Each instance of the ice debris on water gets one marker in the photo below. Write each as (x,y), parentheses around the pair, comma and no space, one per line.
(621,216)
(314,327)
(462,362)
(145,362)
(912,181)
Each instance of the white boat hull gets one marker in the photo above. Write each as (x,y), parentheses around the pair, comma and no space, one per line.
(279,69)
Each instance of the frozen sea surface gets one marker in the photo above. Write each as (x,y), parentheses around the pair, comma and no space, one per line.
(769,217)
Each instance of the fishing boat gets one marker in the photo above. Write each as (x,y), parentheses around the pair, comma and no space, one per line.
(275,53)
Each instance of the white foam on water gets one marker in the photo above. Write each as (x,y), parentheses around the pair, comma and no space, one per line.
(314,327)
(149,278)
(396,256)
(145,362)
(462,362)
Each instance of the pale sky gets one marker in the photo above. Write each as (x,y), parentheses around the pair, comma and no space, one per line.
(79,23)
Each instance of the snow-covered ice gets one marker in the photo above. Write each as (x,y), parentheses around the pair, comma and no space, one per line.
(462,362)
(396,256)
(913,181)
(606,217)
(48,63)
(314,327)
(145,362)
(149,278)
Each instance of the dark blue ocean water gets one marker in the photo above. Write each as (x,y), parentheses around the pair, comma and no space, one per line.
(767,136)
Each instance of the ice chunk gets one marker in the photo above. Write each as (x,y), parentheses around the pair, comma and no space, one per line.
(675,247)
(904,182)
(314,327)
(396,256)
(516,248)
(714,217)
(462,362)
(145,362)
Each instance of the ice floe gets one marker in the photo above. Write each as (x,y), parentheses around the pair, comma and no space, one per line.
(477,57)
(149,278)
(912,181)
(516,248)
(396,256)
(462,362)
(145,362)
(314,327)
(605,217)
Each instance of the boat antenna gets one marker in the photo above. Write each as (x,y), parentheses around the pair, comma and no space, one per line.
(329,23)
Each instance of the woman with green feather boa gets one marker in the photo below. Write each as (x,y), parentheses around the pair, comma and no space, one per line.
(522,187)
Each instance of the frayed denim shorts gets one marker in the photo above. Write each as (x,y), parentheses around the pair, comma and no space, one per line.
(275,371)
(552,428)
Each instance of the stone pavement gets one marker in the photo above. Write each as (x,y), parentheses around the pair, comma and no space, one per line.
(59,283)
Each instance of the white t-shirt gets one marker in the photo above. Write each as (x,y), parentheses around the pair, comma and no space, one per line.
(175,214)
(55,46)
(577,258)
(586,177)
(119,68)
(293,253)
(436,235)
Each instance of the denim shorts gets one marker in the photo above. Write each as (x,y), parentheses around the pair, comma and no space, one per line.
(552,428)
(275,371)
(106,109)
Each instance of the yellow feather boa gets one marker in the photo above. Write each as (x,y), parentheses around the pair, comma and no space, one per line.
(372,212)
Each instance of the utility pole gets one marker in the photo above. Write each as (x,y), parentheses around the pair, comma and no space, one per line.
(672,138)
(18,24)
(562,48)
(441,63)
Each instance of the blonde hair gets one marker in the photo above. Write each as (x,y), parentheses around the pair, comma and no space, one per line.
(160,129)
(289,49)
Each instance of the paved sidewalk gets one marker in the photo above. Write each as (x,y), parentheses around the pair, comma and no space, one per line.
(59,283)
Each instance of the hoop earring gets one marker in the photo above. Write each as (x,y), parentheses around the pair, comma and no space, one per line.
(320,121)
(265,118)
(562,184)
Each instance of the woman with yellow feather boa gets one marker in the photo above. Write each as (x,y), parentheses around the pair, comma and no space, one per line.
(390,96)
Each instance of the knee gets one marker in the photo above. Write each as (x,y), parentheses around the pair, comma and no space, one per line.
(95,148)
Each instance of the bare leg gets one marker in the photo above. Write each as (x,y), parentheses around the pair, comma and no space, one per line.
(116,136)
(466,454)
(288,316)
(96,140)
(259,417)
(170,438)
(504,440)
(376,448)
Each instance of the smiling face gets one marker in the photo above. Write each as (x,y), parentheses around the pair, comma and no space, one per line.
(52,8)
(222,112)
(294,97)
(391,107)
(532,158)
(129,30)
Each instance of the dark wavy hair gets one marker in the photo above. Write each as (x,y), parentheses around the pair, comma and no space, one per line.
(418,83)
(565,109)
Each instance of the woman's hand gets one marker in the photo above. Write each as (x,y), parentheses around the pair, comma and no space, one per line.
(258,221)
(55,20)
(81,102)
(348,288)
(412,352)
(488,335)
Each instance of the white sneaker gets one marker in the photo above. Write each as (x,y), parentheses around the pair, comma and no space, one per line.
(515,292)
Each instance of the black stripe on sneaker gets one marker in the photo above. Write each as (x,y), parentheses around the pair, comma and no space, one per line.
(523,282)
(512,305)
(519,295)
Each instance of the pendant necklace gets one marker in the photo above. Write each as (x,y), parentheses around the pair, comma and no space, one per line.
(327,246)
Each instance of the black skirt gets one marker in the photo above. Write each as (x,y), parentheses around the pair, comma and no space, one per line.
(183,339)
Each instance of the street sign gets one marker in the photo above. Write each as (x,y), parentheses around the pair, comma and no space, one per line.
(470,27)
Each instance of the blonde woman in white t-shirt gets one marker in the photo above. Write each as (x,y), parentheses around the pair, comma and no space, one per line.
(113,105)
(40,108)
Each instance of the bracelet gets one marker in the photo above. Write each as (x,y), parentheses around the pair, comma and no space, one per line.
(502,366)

※

# AIM
Include both ends. Return the line holding "Each instance of the street" and all lines after it in the records above, exactly as written.

# TASK OUTPUT
Each instance of the street sign gets one marker in the photo above. Write each as (x,y), parentheses around the pair, comma and no space, one per line.
(470,27)
Each instance of the blonde woman in white t-shirt gets one marker in the photo above. Write each as (x,y), parentheses around the pair, comma and no space, one per line.
(113,105)
(40,108)
Each instance of the bracelet gets one marker in the photo above. Write each as (x,y), parentheses around the pair, comma and no space, one per line.
(502,366)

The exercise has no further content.